▸ **The problem**:
Would you please repeat exactly the lines from the one containing "k so i need the bounding box for the green tree" to the end of the records, both included, and leave out the rest?

[Stored items]
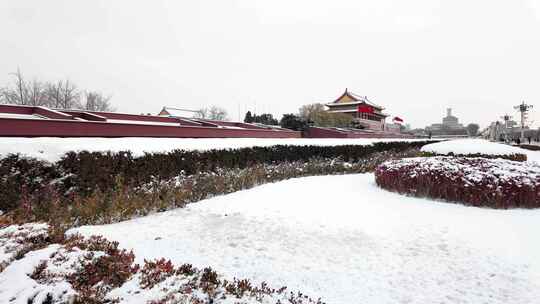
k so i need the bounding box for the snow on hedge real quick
[71,174,540,304]
[390,156,540,183]
[0,244,75,303]
[421,139,526,157]
[0,137,434,162]
[376,156,540,208]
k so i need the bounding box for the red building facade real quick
[325,89,388,131]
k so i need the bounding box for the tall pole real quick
[514,101,533,141]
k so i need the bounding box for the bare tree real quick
[0,68,29,105]
[0,87,18,104]
[1,70,77,108]
[13,68,27,105]
[57,80,80,109]
[45,81,63,107]
[194,107,209,119]
[0,69,46,106]
[209,106,228,120]
[1,69,116,111]
[43,80,81,109]
[27,79,47,106]
[194,106,228,120]
[80,91,115,112]
[299,103,326,121]
[298,102,352,127]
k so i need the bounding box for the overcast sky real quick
[1,0,540,129]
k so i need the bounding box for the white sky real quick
[1,0,540,129]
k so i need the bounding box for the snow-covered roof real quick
[327,89,384,109]
[106,119,181,126]
[0,113,46,120]
[160,107,198,118]
[327,108,388,117]
[250,123,284,130]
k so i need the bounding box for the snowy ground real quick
[73,174,540,304]
[0,137,435,162]
[422,139,526,156]
[0,225,308,304]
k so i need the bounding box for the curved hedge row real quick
[0,141,436,218]
[518,144,540,151]
[419,151,527,162]
[419,139,528,162]
[57,142,436,193]
[375,157,540,209]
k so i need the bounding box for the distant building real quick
[158,106,199,118]
[325,89,389,131]
[442,108,464,129]
[426,108,467,136]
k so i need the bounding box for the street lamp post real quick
[514,101,533,142]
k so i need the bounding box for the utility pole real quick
[514,101,533,141]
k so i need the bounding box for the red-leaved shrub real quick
[140,258,175,289]
[375,157,540,209]
[66,236,139,299]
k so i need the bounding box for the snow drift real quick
[71,174,540,304]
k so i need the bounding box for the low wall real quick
[0,104,300,138]
[0,118,301,138]
[304,127,415,139]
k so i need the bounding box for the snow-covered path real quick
[73,174,540,304]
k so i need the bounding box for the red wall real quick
[0,118,301,138]
[303,127,414,139]
[0,104,300,138]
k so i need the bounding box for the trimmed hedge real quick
[57,142,436,194]
[518,144,540,151]
[0,141,436,215]
[375,157,540,209]
[419,151,527,162]
[7,149,422,227]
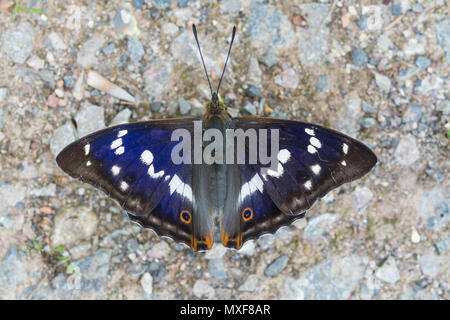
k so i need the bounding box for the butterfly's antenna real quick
[216,25,236,95]
[192,24,213,97]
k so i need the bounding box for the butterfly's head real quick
[193,24,235,113]
[207,92,227,111]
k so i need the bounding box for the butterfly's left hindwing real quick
[56,119,214,251]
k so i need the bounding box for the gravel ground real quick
[0,0,448,300]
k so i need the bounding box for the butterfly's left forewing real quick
[56,119,214,251]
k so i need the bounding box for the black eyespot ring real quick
[241,207,253,222]
[180,210,192,224]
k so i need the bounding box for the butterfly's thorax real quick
[201,98,231,214]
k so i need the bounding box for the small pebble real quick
[415,56,431,70]
[352,47,368,67]
[411,228,421,243]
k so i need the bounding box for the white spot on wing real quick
[277,149,291,164]
[117,130,128,137]
[238,173,264,203]
[111,138,122,149]
[341,160,347,166]
[304,180,312,190]
[111,165,120,176]
[140,150,153,165]
[120,181,129,191]
[310,137,322,149]
[84,144,90,155]
[168,174,193,201]
[343,143,349,154]
[311,164,321,175]
[307,145,317,154]
[86,161,92,167]
[115,146,125,155]
[148,165,164,179]
[266,163,284,178]
[305,128,315,136]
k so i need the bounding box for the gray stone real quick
[403,103,423,124]
[147,241,170,259]
[316,74,331,93]
[178,97,191,115]
[360,117,376,129]
[238,240,256,256]
[352,47,369,67]
[417,188,448,232]
[170,31,200,67]
[102,43,115,56]
[361,100,377,113]
[144,57,170,101]
[204,244,227,260]
[29,184,57,197]
[0,184,27,214]
[304,213,339,240]
[334,91,362,138]
[243,101,257,115]
[150,101,165,112]
[51,206,99,247]
[2,22,34,64]
[193,279,215,299]
[394,135,420,166]
[77,34,106,68]
[283,255,367,299]
[415,56,431,70]
[247,2,295,56]
[161,22,179,36]
[127,38,145,62]
[434,18,450,64]
[392,0,411,15]
[0,88,10,102]
[110,108,132,126]
[434,238,449,254]
[50,122,77,157]
[220,0,241,16]
[48,32,67,50]
[74,102,105,137]
[152,0,170,10]
[257,234,275,250]
[375,257,400,284]
[373,71,391,92]
[0,247,24,298]
[297,3,330,66]
[265,255,288,277]
[208,258,228,280]
[113,4,139,37]
[274,68,299,90]
[238,274,258,292]
[75,250,111,279]
[140,272,153,296]
[0,217,14,229]
[351,186,373,211]
[418,253,442,277]
[260,53,278,68]
[275,227,295,243]
[245,84,261,98]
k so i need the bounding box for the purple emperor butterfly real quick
[57,25,377,251]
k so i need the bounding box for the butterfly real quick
[56,25,377,251]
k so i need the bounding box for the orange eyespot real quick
[180,210,192,224]
[241,207,253,222]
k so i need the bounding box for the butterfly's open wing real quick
[220,117,377,249]
[56,119,213,251]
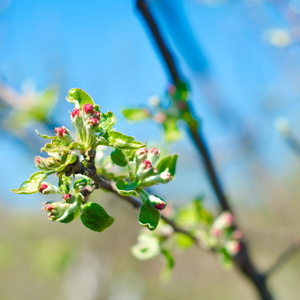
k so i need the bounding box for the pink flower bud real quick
[44,204,54,212]
[143,160,152,170]
[222,212,234,227]
[83,103,94,115]
[71,108,80,118]
[94,111,101,120]
[63,194,73,202]
[233,230,243,240]
[154,202,166,210]
[35,156,42,165]
[168,84,176,95]
[211,227,222,237]
[136,148,148,162]
[160,171,171,182]
[39,183,48,194]
[55,127,68,137]
[153,113,166,124]
[226,241,242,255]
[87,117,99,127]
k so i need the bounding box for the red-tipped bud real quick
[39,183,48,194]
[149,194,167,211]
[136,148,148,162]
[35,156,42,165]
[143,160,152,170]
[226,241,242,255]
[55,127,68,137]
[63,193,73,202]
[233,230,243,240]
[44,204,55,212]
[153,113,166,124]
[222,212,234,227]
[168,84,176,95]
[87,117,99,127]
[71,108,80,118]
[211,227,222,237]
[94,111,101,120]
[148,147,160,163]
[83,103,94,115]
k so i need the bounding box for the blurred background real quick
[1,0,300,299]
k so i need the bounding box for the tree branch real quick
[265,239,300,277]
[135,1,273,299]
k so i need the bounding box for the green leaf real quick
[174,232,194,250]
[80,202,114,232]
[122,108,151,122]
[55,152,77,172]
[139,201,160,231]
[98,111,116,133]
[218,247,233,270]
[35,129,55,139]
[73,176,92,193]
[160,249,175,281]
[131,234,160,260]
[66,88,94,108]
[41,138,70,152]
[163,118,181,143]
[156,154,178,176]
[111,149,128,167]
[11,171,48,194]
[107,131,145,150]
[115,180,139,196]
[58,174,72,194]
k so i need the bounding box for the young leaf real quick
[160,249,175,281]
[66,88,95,108]
[80,202,114,232]
[156,154,178,176]
[115,180,139,196]
[35,129,55,139]
[163,118,181,143]
[131,234,160,260]
[139,201,160,231]
[107,131,145,150]
[122,108,151,122]
[11,171,48,194]
[111,149,128,167]
[98,111,116,133]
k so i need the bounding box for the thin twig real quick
[265,239,300,277]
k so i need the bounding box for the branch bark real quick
[135,1,273,299]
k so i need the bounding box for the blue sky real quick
[2,0,300,209]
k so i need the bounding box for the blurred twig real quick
[135,1,273,299]
[266,239,300,277]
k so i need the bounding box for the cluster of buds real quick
[210,211,243,256]
[43,200,72,221]
[134,147,172,188]
[70,103,101,147]
[35,154,62,171]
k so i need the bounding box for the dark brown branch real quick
[135,1,273,299]
[265,239,300,277]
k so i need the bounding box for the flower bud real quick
[233,230,243,240]
[71,108,80,118]
[153,113,166,124]
[212,211,234,230]
[43,201,72,221]
[136,160,152,180]
[148,194,167,211]
[63,193,74,203]
[211,227,222,237]
[225,241,242,255]
[139,169,172,188]
[135,148,148,163]
[39,182,61,194]
[35,156,48,170]
[54,126,75,143]
[147,147,160,163]
[83,103,94,115]
[94,111,101,120]
[168,84,176,96]
[87,117,99,127]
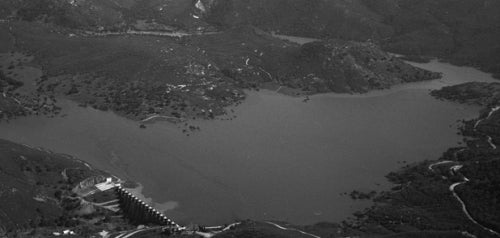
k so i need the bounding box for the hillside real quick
[201,0,500,78]
[0,20,437,122]
[2,0,499,78]
[1,1,500,237]
[0,0,202,31]
[431,82,500,105]
[430,83,500,235]
[0,138,481,238]
[0,139,137,236]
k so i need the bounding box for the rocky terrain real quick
[1,1,500,237]
[329,83,500,238]
[0,17,437,122]
[433,83,500,234]
[0,138,483,238]
[3,0,500,81]
[432,82,500,106]
[3,84,500,237]
[214,84,500,237]
[216,83,500,238]
[201,0,500,78]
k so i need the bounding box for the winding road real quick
[82,29,220,38]
[429,106,500,236]
[428,160,454,172]
[265,221,321,238]
[56,26,500,237]
[141,114,184,122]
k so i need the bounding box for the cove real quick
[0,60,495,225]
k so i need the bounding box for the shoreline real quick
[141,114,185,123]
[3,34,500,235]
[427,105,500,236]
[119,183,180,215]
[310,59,498,100]
[0,59,488,226]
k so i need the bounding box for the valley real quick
[0,1,500,237]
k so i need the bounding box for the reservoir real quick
[0,61,495,225]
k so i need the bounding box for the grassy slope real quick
[0,139,95,231]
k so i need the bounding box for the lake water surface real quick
[0,61,496,226]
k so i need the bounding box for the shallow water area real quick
[0,60,495,226]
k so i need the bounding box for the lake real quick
[0,60,496,226]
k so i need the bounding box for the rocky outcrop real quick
[287,40,440,93]
[431,82,500,136]
[1,22,438,122]
[0,69,27,120]
[431,82,500,106]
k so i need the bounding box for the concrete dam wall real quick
[116,186,181,230]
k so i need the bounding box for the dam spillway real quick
[116,186,182,231]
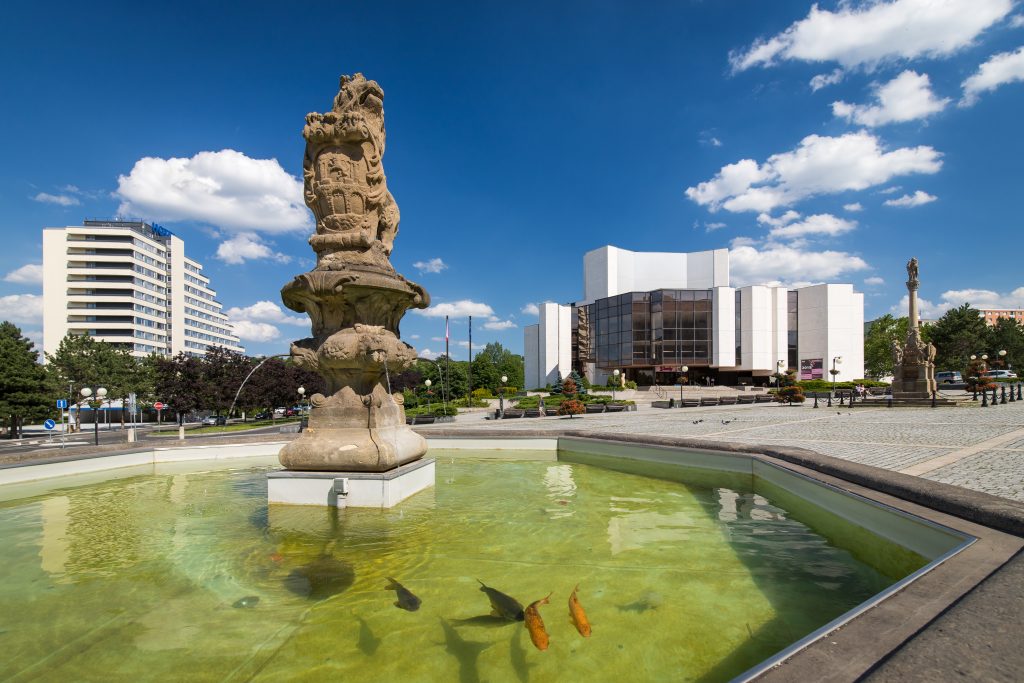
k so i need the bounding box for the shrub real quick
[562,378,578,396]
[433,405,458,417]
[625,380,638,390]
[558,399,586,417]
[776,386,805,404]
[471,388,494,399]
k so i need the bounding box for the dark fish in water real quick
[283,555,355,600]
[524,593,552,651]
[617,591,664,614]
[357,616,381,656]
[478,580,525,621]
[439,618,491,683]
[386,576,422,611]
[232,595,260,609]
[452,614,515,628]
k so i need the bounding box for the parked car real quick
[254,410,271,420]
[274,407,287,416]
[202,415,227,426]
[935,371,962,384]
[983,370,1017,379]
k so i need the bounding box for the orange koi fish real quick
[524,593,552,651]
[568,584,591,637]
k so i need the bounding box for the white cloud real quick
[23,329,43,351]
[832,70,949,126]
[767,213,858,239]
[730,0,1013,72]
[115,149,311,233]
[483,319,517,331]
[729,242,869,287]
[810,68,845,91]
[412,257,448,274]
[230,320,281,342]
[756,210,801,228]
[418,348,441,360]
[884,190,937,207]
[940,287,1024,308]
[890,293,948,318]
[687,132,942,213]
[704,222,727,232]
[960,46,1024,106]
[414,299,495,319]
[216,232,292,265]
[843,202,864,212]
[521,303,540,316]
[33,192,80,206]
[0,294,44,324]
[3,263,43,285]
[225,300,307,326]
[864,276,886,286]
[889,287,1024,318]
[1011,14,1024,28]
[878,185,902,194]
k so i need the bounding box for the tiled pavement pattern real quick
[419,400,1024,501]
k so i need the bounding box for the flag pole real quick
[468,315,473,406]
[444,315,450,407]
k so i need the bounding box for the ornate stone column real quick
[276,74,430,472]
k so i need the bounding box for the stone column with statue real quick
[892,257,937,399]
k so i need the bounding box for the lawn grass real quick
[150,417,301,436]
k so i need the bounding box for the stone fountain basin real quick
[0,435,1020,682]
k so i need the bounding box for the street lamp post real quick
[424,379,432,415]
[612,369,620,401]
[499,375,507,418]
[679,365,688,402]
[830,356,843,395]
[80,386,107,446]
[297,386,306,431]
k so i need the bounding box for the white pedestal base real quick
[266,458,435,508]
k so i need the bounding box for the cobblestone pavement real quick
[419,398,1024,501]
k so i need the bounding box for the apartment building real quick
[42,220,244,358]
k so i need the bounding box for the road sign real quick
[43,419,56,430]
[56,399,68,409]
[154,401,165,410]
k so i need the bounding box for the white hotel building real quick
[524,246,864,388]
[42,220,244,359]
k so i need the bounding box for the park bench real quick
[755,394,775,403]
[605,404,627,412]
[585,404,606,414]
[700,397,719,406]
[736,395,755,404]
[719,396,738,405]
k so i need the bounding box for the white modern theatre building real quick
[42,220,244,359]
[524,246,864,388]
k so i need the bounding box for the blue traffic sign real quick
[56,399,68,409]
[43,419,56,430]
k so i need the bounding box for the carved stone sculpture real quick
[892,256,936,398]
[278,74,430,472]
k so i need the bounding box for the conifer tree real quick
[0,322,49,437]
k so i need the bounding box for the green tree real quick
[987,318,1024,373]
[202,346,251,415]
[0,322,49,437]
[928,304,989,373]
[864,315,909,379]
[153,353,208,424]
[46,333,106,430]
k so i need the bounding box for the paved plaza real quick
[419,398,1024,502]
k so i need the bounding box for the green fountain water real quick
[0,453,920,682]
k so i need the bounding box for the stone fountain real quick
[267,74,434,507]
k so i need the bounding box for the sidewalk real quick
[418,398,1024,502]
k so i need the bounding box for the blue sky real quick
[2,0,1023,358]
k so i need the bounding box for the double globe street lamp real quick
[79,386,107,446]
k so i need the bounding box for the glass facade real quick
[588,289,713,371]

▸ **Result of the task**:
k so i need the bounding box for the green tree real quick
[987,318,1024,373]
[202,346,251,415]
[0,322,49,437]
[928,304,989,373]
[864,315,909,379]
[153,353,208,424]
[46,333,106,430]
k so i need the bounding box for the paved plaza real quick
[419,398,1024,502]
k so i need the bounding box for the green fountain water real quick
[0,453,920,682]
k so i need the bounding box for the stone fountain real quick
[267,74,434,507]
k so i need the bounding box for the sidewalk real quick
[418,398,1024,502]
k so i need the bounding box for the blue sky real quick
[2,0,1023,358]
k so i need the bounding box for the double globe street lamp real quick
[79,386,107,446]
k so i need the bounding box for the glass facade real quick
[588,289,713,371]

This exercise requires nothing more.